--- Text section Enclosed Below ---
Masa Films is a production company founded by Alejandra Vasquez & Sam Osborn, dedicated to telling character-driven and verite-forward stories about the Americas.

Alejandra Vasquez and Sam Osborn are Mexican-American filmmakers based in Los Angeles. GOING VARSITY IN MARIACHI, their debut feature-length film as co-directors, was given the Jonathan Oppenheim Editing Award at the 2023 Sundance Film Festival in the U.S. Documentary Competition.

Their 2022 short FOLK FRONTERA was awarded the Jury Prize for Best Texas Short at the 2022 SXSW Film Festival and was presented by Independent Lens and PBS. Other short works include VARSITY ORO for Pop-Up Magazine, NIGHT SHIFT, a four-part docuseries about those who work the graveyard shift, and EATING, a 10-episode docuseries for Topic.

They are represented by WME.

masa films is winner of the summer 2024 amplifier grant by the outrage.

Alejandra Vasquez is a Mexican-American director and producer. Her directorial feature-length debut Going Varsity in Mariachi, co-directed with Sam Osborn, premiered at Sundance 2023 and won the Jonathan Oppenheim Editing Award in the U.S. Documentary Competition. The film screened at 30+ film festivals around the world and is streaming on Netflix.

Alejandra’s surrealist short “Folk Frontera,” had a broadcast premiere in the PBS special The Latino Experience, was acquired by Independent Lens, won the SXSW Jury Award for Texas Shorts, and is taught in San Diego public schools. Her latest short film about the boom-and-bust oil cycles in her rural Texas hometown, “When It’s Good, It’s Good,” co-produced with Latino Public Broadcasting premiered on POV Shorts.

She cut her teeth on the producing side as part of the teams behind the acclaimed features Matangi/Maya/M.IA. (2018), Us Kids (2020), and Plan C (2023). She was the lead producer for the Topic four-part series Night Shift and eight-part series Eating.
--- End of Enclosed Text section ---
--- Collected data Enclosed Below ---
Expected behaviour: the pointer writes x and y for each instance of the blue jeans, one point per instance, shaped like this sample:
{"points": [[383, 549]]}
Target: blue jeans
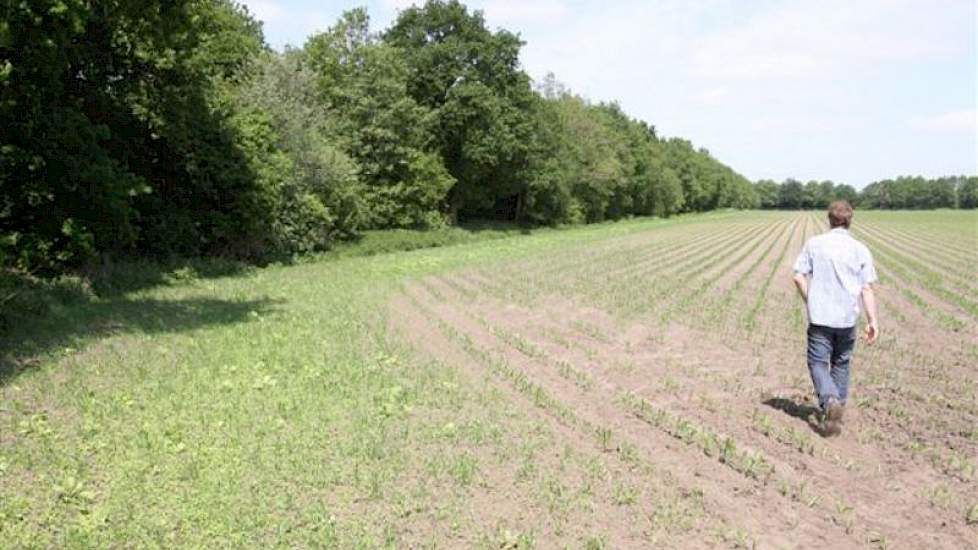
--- End of Enclosed Collected data ---
• Your instructions
Reproduce the Masa Films profile above word for word, from its first sentence to its last.

• Solution to this problem
Masa Films is a production company founded by Alejandra Vasquez & Sam Osborn, dedicated to telling character-driven and verite-forward stories about the Americas.

Alejandra Vasquez and Sam Osborn are Mexican-American filmmakers based in Los Angeles. GOING VARSITY IN MARIACHI, their debut feature-length film as co-directors, was given the Jonathan Oppenheim Editing Award at the 2023 Sundance Film Festival in the U.S. Documentary Competition.

Their 2022 short FOLK FRONTERA was awarded the Jury Prize for Best Texas Short at the 2022 SXSW Film Festival and was presented by Independent Lens and PBS. Other short works include VARSITY ORO for Pop-Up Magazine, NIGHT SHIFT, a four-part docuseries about those who work the graveyard shift, and EATING, a 10-episode docuseries for Topic.

They are represented by WME.

masa films is winner of the summer 2024 amplifier grant by the outrage.

Alejandra Vasquez is a Mexican-American director and producer. Her directorial feature-length debut Going Varsity in Mariachi, co-directed with Sam Osborn, premiered at Sundance 2023 and won the Jonathan Oppenheim Editing Award in the U.S. Documentary Competition. The film screened at 30+ film festivals around the world and is streaming on Netflix.

Alejandra’s surrealist short “Folk Frontera,” had a broadcast premiere in the PBS special The Latino Experience, was acquired by Independent Lens, won the SXSW Jury Award for Texas Shorts, and is taught in San Diego public schools. Her latest short film about the boom-and-bust oil cycles in her rural Texas hometown, “When It’s Good, It’s Good,” co-produced with Latino Public Broadcasting premiered on POV Shorts.

She cut her teeth on the producing side as part of the teams behind the acclaimed features Matangi/Maya/M.IA. (2018), Us Kids (2020), and Plan C (2023). She was the lead producer for the Topic four-part series Night Shift and eight-part series Eating.